■ Given entries
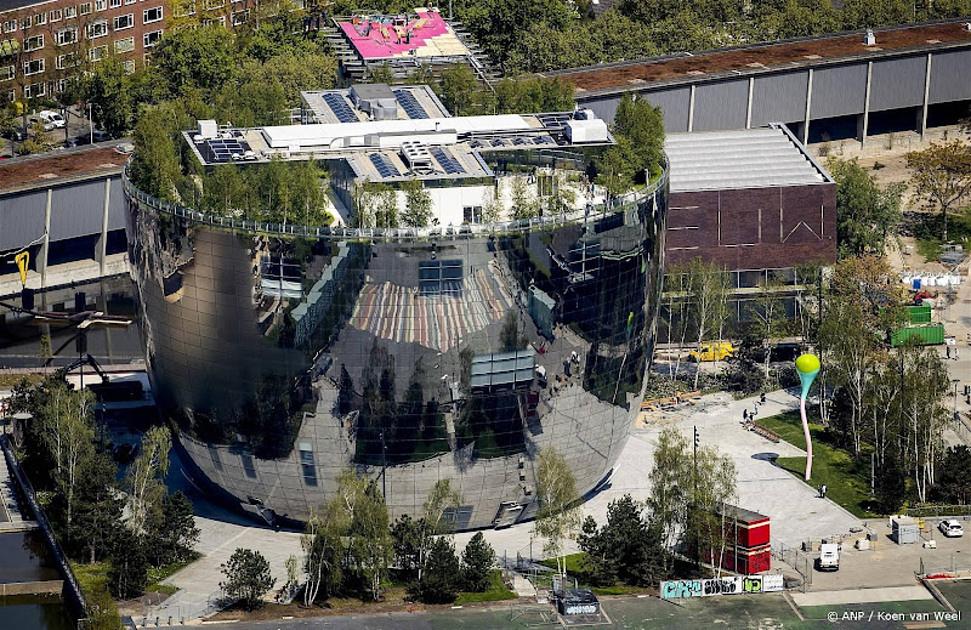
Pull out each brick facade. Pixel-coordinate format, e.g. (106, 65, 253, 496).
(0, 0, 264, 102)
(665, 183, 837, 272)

...

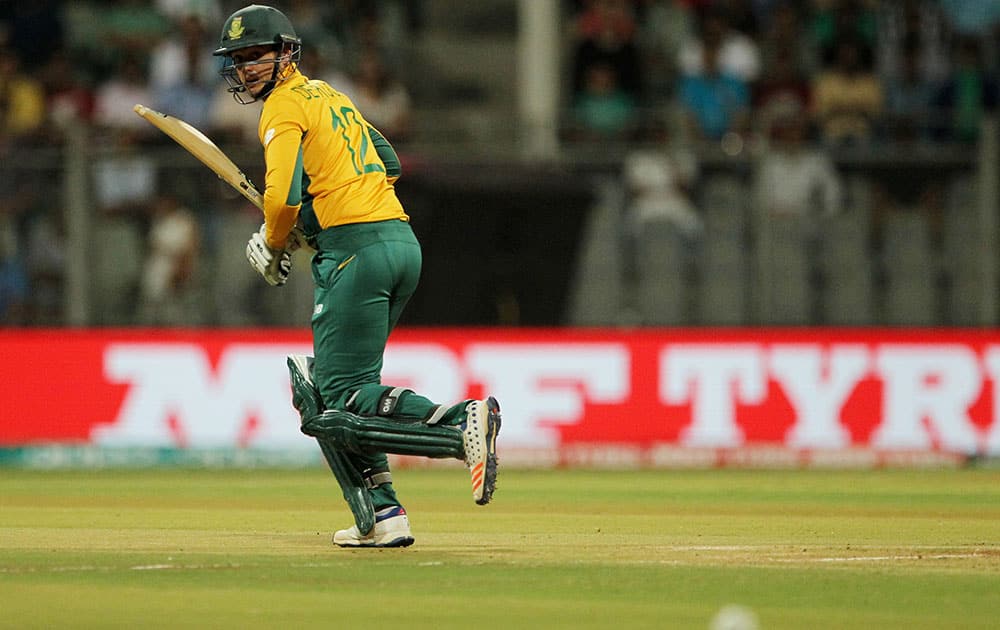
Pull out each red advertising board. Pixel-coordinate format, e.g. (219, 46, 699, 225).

---

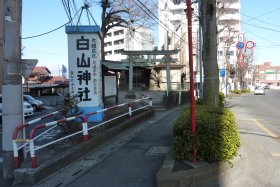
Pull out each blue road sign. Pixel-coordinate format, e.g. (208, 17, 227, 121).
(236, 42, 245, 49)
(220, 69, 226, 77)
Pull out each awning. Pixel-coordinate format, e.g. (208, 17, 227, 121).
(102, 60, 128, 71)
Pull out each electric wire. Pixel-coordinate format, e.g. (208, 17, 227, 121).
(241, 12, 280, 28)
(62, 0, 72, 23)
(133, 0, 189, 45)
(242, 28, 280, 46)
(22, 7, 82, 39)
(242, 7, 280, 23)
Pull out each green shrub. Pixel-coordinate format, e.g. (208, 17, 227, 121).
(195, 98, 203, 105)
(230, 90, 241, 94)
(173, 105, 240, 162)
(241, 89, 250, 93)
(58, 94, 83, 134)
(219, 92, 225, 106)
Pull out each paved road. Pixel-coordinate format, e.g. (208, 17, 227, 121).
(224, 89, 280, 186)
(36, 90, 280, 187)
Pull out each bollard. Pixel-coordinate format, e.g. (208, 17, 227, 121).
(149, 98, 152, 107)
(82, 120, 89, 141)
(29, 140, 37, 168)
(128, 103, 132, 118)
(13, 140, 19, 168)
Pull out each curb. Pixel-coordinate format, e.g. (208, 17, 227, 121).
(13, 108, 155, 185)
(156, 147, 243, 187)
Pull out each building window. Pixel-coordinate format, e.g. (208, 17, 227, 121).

■ Exercise goal
When you reach the line containing "Pull out each curb." in the data above, start copying exactly, and stop after the line containing "Pull out each building".

■ Output of the exercise
Pull out each curb. Pixel-coordinate format, e.g. (208, 17, 227, 121).
(13, 108, 155, 185)
(156, 147, 243, 187)
Pull out each building window. Pixel-coordinate format, e.g. (208, 17, 227, 121).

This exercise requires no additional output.